▸ **WHAT IS NEEDED**:
Copy out every line of the records in which "bridge" can be found.

Source records:
-------

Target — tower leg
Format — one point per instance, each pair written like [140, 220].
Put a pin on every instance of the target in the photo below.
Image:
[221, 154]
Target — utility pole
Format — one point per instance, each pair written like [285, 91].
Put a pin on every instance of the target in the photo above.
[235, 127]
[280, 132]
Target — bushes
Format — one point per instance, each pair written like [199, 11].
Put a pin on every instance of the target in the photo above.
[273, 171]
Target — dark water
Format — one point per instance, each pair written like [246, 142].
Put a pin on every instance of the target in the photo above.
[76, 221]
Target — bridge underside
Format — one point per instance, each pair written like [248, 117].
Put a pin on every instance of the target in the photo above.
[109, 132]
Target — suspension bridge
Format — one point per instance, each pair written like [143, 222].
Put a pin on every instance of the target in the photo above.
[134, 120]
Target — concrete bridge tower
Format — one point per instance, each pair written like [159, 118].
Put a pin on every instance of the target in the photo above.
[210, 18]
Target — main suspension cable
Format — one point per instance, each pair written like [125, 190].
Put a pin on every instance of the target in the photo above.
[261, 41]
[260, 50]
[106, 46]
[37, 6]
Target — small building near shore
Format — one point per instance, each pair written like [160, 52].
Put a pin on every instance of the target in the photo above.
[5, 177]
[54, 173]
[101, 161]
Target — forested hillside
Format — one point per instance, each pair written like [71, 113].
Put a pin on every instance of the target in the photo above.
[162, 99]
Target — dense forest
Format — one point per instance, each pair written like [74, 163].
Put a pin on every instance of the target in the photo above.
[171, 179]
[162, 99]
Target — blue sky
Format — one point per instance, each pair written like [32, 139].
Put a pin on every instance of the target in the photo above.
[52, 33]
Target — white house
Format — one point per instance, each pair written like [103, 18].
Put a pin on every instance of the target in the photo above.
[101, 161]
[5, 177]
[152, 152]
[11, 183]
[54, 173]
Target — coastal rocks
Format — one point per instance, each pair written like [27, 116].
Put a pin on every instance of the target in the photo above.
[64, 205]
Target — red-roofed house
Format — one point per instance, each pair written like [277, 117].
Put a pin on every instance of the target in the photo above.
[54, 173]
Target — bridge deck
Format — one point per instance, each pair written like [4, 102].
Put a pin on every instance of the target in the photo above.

-------

▸ **ANSWER BELOW**:
Target — bridge underside
Target — suspension bridge
Target — concrete bridge tower
Target — bridge deck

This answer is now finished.